→ Article:
<<<<
Compiler Passes

Overview

After the frontend parses markdown files into an intermediate representation (IR), SchemaFlux runs a pipeline of 12 ordered passes. Each pass transforms or enriches the IR. Passes may add data but must never remove data set by a previous pass.

Passes implement the Pass interface:

type Pass interface {
    Name() string
    Run(p *ir.Program) error
}

Passes can optionally declare dependencies by implementing DependencyAware:

type DependencyAware interface {
    Requires() []string
}

The registry validates ordering before execution begins -- if a pass's dependencies haven't run, the build fails.

Pass Order

The passes execute in this fixed order:

# Pass Description
1 SlugResolution Generate URL-safe slugs from filenames or field values
2 Favorites Resolve favorited entities from a JSON file
3 Sort Order entities by configurable field and direction
4 Enrichment Load external enrichment data from a JSON cache
5 Affiliate Generate affiliate shopping links for configured providers
6 Taxonomy Group entities by taxonomy fields, compute entries and letter groups
7 RelatedEntities Score and rank related entities by shared taxonomy overlap
8 GraphEnrichment Compute graph-level metadata (connections, clusters)
9 ContentAnalysis Analyze body content: word count, reading time, TOC extraction
10 URLResolution Compute canonical URLs, breadcrumbs, and relative paths
11 Schema Generate JSON-LD structured data and Open Graph metadata
12 Validation Validate required fields, field types, and enum constraints

Pass Details

1. SlugResolution

Generates a URL-safe slug for each entity. The slug source is configured by data.entity_slug.source:

  • "filename" -- derive the slug from the markdown filename (default)
>>>>
→ Extracted material:
<<<<
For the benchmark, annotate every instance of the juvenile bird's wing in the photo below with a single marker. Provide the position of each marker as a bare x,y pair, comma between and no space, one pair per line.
>>>>
<<<<
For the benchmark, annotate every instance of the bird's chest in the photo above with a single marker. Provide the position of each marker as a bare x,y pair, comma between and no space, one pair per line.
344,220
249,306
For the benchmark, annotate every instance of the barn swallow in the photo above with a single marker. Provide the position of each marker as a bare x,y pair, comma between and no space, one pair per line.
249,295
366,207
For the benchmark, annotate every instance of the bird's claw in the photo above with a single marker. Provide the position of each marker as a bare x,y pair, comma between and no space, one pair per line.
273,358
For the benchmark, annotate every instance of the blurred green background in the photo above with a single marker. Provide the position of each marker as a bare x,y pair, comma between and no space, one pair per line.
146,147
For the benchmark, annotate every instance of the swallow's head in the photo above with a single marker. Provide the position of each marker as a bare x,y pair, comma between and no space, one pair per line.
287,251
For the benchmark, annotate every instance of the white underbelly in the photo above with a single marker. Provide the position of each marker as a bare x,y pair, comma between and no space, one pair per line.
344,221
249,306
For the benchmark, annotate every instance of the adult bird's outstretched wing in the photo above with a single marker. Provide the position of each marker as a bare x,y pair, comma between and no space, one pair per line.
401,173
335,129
>>>>
<<<<
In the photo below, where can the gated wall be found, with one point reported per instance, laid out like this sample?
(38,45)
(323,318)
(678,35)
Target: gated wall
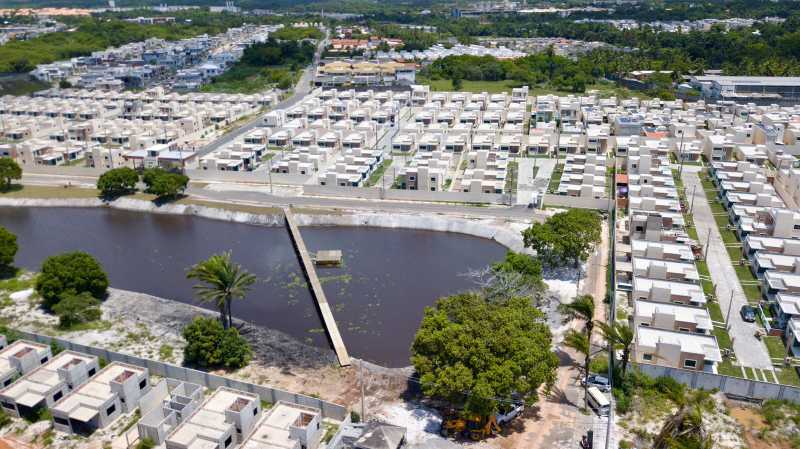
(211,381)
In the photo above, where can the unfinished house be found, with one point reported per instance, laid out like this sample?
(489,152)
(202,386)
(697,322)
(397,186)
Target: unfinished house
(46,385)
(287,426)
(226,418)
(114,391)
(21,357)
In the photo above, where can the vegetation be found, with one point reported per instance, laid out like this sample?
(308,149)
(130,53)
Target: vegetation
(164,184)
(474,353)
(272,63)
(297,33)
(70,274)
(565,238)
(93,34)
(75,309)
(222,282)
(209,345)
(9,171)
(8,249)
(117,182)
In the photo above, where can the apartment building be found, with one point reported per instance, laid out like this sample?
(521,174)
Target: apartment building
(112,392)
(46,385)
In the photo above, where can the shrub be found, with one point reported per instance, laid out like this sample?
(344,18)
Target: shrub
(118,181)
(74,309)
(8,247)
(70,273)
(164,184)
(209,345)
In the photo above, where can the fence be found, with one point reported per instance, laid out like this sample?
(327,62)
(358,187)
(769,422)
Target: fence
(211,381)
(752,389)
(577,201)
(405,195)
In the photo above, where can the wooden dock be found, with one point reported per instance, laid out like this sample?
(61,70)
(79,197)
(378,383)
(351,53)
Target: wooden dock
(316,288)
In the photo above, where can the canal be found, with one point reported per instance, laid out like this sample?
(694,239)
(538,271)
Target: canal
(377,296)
>>>>
→ Things to do:
- A) Answer these questions from the compiler passes text:
(i) How many ordered passes does SchemaFlux run after the frontend parses the markdown files?
(ii) What happens to the build if a pass's dependencies haven't run?
(iii) Which pass loads external enrichment data from a JSON cache?
- B) In the compiler passes text, reproduce word for word the stretch from "Passes can optionally" through "the build fails.".

→ Responses in order:
- A)
(i) 12
(ii) The build fails.
(iii) Enrichment (pass 4)

- B)
Passes can optionally declare dependencies by implementing DependencyAware:

type DependencyAware interface {
    Requires() []string
}

The registry validates ordering before execution begins -- if a pass's dependencies haven't run, the build fails.